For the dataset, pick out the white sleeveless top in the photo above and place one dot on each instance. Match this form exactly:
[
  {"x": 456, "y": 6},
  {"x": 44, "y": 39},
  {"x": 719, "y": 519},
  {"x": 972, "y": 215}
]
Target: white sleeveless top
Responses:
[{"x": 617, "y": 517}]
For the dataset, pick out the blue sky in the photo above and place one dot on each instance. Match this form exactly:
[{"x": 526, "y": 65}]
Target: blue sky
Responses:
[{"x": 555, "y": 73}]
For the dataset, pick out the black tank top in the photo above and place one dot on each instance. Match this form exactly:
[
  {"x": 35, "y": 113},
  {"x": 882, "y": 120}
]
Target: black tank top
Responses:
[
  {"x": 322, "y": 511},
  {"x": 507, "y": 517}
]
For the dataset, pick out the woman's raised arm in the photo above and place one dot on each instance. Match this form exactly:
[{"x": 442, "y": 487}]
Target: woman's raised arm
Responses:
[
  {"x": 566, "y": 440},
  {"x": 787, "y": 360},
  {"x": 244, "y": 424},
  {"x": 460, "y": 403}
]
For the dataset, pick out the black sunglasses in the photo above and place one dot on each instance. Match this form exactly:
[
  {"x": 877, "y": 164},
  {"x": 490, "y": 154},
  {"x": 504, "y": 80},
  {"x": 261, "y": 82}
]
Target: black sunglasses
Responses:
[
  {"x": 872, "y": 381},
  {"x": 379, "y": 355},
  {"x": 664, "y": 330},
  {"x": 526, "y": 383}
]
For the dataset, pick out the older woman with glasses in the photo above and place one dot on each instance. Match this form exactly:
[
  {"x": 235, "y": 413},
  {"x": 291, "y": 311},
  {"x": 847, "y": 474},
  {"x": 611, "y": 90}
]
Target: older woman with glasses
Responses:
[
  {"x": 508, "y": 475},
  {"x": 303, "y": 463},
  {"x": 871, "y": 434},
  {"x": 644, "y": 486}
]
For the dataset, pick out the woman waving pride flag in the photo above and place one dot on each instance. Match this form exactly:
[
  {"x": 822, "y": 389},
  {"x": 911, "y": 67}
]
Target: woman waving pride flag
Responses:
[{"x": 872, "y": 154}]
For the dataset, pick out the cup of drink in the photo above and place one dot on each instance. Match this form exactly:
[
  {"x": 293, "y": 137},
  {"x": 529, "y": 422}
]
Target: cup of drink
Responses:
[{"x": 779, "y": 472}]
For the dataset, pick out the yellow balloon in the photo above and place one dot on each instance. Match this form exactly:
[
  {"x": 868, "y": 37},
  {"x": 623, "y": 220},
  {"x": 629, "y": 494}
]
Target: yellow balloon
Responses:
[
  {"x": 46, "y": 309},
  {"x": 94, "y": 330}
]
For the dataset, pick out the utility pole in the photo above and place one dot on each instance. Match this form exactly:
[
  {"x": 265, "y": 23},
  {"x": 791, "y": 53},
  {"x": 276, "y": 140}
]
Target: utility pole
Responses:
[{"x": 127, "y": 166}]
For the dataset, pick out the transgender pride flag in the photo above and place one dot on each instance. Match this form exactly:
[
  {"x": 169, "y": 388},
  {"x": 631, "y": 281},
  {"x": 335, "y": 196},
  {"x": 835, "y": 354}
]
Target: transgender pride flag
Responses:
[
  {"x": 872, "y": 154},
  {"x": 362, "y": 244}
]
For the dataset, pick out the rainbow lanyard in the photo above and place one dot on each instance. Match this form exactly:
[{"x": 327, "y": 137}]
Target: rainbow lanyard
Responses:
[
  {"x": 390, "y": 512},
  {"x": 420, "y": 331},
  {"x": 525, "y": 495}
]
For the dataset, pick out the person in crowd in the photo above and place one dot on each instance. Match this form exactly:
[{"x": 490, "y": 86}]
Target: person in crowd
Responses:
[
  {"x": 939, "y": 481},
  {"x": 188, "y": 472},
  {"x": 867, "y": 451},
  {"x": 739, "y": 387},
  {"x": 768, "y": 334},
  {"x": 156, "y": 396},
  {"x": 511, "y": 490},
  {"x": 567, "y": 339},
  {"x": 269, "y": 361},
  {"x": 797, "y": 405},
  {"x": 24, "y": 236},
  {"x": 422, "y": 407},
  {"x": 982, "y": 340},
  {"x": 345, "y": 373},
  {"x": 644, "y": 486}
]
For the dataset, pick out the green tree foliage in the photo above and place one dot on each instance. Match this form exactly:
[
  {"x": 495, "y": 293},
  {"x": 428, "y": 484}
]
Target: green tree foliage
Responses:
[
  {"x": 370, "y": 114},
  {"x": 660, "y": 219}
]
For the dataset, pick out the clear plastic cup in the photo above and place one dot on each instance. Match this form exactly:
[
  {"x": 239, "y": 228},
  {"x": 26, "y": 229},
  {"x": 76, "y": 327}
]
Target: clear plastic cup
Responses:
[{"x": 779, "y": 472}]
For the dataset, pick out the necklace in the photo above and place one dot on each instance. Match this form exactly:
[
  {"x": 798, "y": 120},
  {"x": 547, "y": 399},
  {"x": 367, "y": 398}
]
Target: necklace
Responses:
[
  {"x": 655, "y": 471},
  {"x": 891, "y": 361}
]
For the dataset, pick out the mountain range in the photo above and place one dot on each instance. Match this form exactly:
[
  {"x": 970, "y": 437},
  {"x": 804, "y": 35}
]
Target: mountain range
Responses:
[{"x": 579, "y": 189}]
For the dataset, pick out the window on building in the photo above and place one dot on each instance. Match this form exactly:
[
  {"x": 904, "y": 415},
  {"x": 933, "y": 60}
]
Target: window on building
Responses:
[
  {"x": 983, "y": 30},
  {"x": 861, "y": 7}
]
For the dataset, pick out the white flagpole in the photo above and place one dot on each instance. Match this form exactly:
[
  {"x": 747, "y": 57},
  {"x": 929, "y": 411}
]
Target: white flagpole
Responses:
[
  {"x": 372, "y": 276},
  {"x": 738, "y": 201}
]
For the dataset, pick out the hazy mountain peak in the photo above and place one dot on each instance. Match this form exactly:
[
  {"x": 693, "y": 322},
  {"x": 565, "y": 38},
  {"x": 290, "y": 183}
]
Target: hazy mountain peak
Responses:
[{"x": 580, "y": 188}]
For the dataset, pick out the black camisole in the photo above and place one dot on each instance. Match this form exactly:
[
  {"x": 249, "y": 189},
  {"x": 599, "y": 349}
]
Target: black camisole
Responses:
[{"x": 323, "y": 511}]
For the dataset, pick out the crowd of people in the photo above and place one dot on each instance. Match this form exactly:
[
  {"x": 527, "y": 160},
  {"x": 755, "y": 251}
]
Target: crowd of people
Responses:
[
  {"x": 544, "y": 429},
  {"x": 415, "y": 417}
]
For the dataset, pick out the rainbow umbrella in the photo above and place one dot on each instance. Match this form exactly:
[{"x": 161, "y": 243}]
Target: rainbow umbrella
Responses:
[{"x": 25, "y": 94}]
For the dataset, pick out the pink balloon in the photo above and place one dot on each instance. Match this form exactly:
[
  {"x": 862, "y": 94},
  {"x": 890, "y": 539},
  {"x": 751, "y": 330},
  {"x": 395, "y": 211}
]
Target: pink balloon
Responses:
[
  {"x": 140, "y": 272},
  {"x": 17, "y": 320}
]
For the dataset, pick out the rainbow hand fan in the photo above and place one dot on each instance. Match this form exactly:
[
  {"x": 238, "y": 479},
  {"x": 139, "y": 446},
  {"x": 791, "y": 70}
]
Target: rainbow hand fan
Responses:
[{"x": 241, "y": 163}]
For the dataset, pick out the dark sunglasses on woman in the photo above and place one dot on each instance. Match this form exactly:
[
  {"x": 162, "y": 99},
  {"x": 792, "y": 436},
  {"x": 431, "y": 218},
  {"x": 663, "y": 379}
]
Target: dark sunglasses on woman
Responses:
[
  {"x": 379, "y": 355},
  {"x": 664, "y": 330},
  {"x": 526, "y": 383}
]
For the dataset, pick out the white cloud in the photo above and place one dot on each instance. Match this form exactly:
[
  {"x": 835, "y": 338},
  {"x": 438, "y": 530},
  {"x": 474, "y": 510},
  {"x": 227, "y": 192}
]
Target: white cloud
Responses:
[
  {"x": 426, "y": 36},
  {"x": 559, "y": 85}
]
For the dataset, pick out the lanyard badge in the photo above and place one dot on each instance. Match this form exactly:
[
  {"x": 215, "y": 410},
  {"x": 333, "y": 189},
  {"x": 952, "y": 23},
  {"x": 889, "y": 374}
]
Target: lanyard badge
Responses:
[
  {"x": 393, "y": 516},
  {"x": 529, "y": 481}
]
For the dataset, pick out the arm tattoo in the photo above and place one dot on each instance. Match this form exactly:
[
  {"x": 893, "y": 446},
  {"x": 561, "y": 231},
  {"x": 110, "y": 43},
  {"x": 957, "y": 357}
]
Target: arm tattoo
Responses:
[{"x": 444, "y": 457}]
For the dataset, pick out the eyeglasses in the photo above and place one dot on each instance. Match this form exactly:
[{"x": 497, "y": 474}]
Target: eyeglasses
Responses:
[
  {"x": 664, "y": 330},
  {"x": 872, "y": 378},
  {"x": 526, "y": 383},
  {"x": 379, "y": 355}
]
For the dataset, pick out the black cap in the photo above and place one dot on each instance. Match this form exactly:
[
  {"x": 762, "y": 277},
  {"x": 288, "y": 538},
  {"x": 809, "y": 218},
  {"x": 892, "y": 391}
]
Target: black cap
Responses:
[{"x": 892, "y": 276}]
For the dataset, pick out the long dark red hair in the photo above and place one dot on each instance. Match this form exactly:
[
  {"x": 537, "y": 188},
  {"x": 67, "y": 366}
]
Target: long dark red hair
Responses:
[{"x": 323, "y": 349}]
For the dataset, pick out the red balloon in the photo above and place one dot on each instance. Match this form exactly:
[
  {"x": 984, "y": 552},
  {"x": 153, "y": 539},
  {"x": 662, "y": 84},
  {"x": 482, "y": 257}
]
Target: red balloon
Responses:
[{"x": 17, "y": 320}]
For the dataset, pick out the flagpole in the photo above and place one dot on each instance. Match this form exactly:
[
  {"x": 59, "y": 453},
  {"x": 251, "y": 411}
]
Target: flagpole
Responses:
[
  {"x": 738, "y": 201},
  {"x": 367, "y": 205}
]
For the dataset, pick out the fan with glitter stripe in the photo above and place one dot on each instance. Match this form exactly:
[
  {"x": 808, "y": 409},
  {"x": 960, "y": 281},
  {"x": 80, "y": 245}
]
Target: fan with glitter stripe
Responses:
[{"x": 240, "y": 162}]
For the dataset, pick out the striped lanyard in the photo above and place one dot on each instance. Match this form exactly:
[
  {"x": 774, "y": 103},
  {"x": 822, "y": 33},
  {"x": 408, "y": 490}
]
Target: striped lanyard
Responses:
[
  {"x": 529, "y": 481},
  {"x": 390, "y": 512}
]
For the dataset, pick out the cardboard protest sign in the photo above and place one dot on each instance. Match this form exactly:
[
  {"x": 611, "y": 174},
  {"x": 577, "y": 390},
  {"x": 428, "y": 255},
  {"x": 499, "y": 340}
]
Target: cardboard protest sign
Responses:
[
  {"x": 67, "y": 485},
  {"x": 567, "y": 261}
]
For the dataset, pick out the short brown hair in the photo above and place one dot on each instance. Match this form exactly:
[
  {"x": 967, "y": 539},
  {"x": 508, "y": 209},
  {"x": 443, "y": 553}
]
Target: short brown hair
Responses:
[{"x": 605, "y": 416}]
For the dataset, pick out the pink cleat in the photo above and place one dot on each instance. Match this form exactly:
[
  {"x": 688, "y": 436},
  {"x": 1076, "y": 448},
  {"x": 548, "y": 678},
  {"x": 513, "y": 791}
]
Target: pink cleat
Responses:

===============

● GOAL
Only the lines from the one that contains "For the dataset, pick out the fan" through the last line should be repeated, each exactly as it stands, with both ends included.

● RESULT FOR THIS TASK
For the dataset, pick out the fan with glitter stripe in the photo above and place one dot on each instance. Match this form exactly:
[
  {"x": 808, "y": 409},
  {"x": 960, "y": 281},
  {"x": 80, "y": 245}
]
Target: fan with glitter stripe
Responses:
[{"x": 240, "y": 162}]
For the dataset, pick out the striped lanyard in the photo above and place one dot on each instance. Match this form exactly:
[
  {"x": 774, "y": 103},
  {"x": 822, "y": 33},
  {"x": 408, "y": 490}
]
Target: striped lanyard
Responses:
[
  {"x": 529, "y": 481},
  {"x": 390, "y": 512}
]
For the dataset, pick out the cardboard protest sign in the photo above and place one dot on each instance. Match this form exactly:
[
  {"x": 611, "y": 174},
  {"x": 577, "y": 390},
  {"x": 428, "y": 255},
  {"x": 499, "y": 340}
]
Target: cardboard protest sign
Responses:
[
  {"x": 67, "y": 485},
  {"x": 567, "y": 261}
]
For the dataset, pick out the short brown hair in the photo above and place one dot on each instance. Match this form exactly:
[
  {"x": 967, "y": 539},
  {"x": 508, "y": 209},
  {"x": 443, "y": 553}
]
Target: short brown hair
Responses:
[{"x": 605, "y": 416}]
For the dataset, pick out the pink cleat in the photo above and place one dot on each instance. Match this form exactly:
[
  {"x": 688, "y": 436},
  {"x": 1076, "y": 448},
  {"x": 548, "y": 678},
  {"x": 513, "y": 791}
]
Target: pink cleat
Responses:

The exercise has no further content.